#### [GIVEN REQUEST A]
Copy these rows below word for word, beginning with the line that contains "Find eyelash. Give" and continuing through the line that contains "xmin=6 ymin=0 xmax=427 ymax=101", both included.

++++++++++

This is the way of life I lead, daily, with Christ. It is one in which, after many years of trials and spiritual training in union with Christ and His Church, I find I have an on-going conversation with Christ, in which He chooses to give me daily encouragement, and also teachings to share with other people. In it, He gives me gifts to share with other people, at a time of special need in the Church's long history.
TIME FOR PRAYER
Christ has told me that other people have received 'teachings'. But those were mostly given in past times, when people prayed more. He has given me a great many, however, for especially-troubled times. He has said that He wants people today to grow in communion with Him, but even many Catholics need to give more time to prayer.
I cannot feel proud at having prayed a lot. I've only been able to do this, first, because I am very conscious of how much God does for all of us. After all, He is our Creator and Saviour; and it seems rude just to give Him bits of left-over time, on a whim. That's why I felt I must make a firm commitment to daily prayer, a commitment I've never broken, no matter what turmoil or messes I've created in my life. Secondly, I know I'm a weak person who needs God's help, if I am to change in the way He wishes. Thirdly, I've been ill a great deal, which, weirdly, has meant I've had more time for prayer than if I had been a healthy woman working an eighteen hour day; and my illness has even driven me to Christ more frequently, for help in my pain and misery. Fourthly, I've recognised that if I made anything at all in my life more important than Christ and the ordinary duties He expects His friends to fulfil, I would be putting up a barrier between Himself and myself. That is why I could not let painting become a private obsession that took me away from my duties instead of a wonderful occupation that I could enjoy whenever possible, or leave on one side until times were more auspicious.

++++++++++

#### [GIVEN REQUEST B]
Repeat the whole reflection on prayer above without changing a word.

++++++++++

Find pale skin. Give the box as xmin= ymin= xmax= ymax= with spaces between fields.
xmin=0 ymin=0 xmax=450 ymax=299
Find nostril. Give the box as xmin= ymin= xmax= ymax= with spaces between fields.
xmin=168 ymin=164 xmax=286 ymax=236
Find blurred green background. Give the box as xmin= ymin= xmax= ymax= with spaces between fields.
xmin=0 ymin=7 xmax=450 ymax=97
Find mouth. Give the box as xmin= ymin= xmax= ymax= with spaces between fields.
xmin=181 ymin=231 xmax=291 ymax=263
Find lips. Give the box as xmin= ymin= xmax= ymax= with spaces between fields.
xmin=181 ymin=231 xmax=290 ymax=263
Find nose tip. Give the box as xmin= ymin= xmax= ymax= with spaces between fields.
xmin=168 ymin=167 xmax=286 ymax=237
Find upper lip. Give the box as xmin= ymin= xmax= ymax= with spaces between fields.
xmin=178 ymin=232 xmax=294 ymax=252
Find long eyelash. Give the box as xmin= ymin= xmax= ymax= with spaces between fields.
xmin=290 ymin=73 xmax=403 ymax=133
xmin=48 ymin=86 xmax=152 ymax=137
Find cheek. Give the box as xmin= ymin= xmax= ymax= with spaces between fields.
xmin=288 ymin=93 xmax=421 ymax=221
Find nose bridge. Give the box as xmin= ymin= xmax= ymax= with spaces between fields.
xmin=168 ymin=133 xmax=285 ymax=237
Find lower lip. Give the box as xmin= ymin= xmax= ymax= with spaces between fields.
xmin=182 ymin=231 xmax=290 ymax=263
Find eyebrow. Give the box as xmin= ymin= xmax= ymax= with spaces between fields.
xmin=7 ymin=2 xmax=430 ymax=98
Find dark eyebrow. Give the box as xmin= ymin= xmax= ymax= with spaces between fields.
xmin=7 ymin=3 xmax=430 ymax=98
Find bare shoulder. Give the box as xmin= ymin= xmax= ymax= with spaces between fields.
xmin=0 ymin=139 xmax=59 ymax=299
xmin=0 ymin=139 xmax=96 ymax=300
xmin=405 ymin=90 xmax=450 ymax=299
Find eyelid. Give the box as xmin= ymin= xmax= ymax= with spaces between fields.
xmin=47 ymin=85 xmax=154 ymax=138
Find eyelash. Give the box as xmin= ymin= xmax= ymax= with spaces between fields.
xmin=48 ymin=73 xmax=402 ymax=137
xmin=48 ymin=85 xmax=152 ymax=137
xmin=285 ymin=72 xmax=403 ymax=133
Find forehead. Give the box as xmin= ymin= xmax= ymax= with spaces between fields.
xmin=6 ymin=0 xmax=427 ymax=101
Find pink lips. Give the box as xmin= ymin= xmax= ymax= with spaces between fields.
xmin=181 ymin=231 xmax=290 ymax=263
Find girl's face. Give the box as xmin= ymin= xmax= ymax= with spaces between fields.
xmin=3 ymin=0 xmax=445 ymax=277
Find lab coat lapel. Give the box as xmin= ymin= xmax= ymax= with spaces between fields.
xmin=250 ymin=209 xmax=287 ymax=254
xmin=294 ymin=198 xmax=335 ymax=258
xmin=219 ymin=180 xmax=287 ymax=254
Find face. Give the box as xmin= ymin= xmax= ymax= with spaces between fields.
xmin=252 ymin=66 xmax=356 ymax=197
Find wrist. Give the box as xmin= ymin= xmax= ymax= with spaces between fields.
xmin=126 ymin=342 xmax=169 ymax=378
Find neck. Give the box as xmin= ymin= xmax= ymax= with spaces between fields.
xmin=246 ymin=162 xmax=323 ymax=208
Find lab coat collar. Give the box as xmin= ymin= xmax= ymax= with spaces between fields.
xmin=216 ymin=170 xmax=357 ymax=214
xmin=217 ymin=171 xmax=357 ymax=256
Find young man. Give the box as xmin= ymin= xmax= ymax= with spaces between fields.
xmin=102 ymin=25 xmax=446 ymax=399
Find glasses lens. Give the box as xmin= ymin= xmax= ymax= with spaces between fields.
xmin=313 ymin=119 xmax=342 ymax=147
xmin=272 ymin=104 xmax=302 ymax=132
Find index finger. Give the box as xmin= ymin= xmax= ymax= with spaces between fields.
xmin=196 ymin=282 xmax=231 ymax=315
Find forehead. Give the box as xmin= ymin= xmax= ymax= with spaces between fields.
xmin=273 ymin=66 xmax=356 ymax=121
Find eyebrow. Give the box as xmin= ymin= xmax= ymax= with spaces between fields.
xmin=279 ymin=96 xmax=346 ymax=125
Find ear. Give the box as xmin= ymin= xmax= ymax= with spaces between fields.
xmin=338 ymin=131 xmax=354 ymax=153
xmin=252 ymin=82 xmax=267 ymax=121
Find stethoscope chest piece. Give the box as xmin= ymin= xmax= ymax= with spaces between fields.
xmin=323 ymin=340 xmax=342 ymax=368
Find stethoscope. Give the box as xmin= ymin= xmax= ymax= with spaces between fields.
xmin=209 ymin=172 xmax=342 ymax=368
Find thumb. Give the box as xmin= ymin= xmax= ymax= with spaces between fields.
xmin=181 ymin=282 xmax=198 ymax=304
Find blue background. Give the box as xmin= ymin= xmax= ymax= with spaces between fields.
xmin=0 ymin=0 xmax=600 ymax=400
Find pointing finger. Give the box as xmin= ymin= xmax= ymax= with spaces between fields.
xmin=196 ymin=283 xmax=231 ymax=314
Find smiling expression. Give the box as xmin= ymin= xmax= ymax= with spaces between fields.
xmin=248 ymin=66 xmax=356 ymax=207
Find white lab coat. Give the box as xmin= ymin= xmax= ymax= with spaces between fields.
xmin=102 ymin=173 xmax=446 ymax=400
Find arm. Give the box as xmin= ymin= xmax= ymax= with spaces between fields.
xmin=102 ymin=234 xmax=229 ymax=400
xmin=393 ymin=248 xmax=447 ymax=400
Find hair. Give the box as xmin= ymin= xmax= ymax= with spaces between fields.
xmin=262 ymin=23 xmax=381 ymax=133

++++++++++

#### [FULL OUTPUT A]
Find eyelash. Give the box as xmin= ymin= xmax= ymax= with spaces between fields.
xmin=48 ymin=73 xmax=402 ymax=137
xmin=48 ymin=85 xmax=152 ymax=137
xmin=285 ymin=72 xmax=403 ymax=133
Find forehead. Give the box as xmin= ymin= xmax= ymax= with spaces between fields.
xmin=6 ymin=0 xmax=427 ymax=101

#### [FULL OUTPUT B]
This is the way of life I lead, daily, with Christ. It is one in which, after many years of trials and spiritual training in union with Christ and His Church, I find I have an on-going conversation with Christ, in which He chooses to give me daily encouragement, and also teachings to share with other people. In it, He gives me gifts to share with other people, at a time of special need in the Church's long history.
TIME FOR PRAYER
Christ has told me that other people have received 'teachings'. But those were mostly given in past times, when people prayed more. He has given me a great many, however, for especially-troubled times. He has said that He wants people today to grow in communion with Him, but even many Catholics need to give more time to prayer.
I cannot feel proud at having prayed a lot. I've only been able to do this, first, because I am very conscious of how much God does for all of us. After all, He is our Creator and Saviour; and it seems rude just to give Him bits of left-over time, on a whim. That's why I felt I must make a firm commitment to daily prayer, a commitment I've never broken, no matter what turmoil or messes I've created in my life. Secondly, I know I'm a weak person who needs God's help, if I am to change in the way He wishes. Thirdly, I've been ill a great deal, which, weirdly, has meant I've had more time for prayer than if I had been a healthy woman working an eighteen hour day; and my illness has even driven me to Christ more frequently, for help in my pain and misery. Fourthly, I've recognised that if I made anything at all in my life more important than Christ and the ordinary duties He expects His friends to fulfil, I would be putting up a barrier between Himself and myself. That is why I could not let painting become a private obsession that took me away from my duties instead of a wonderful occupation that I could enjoy whenever possible, or leave on one side until times were more auspicious.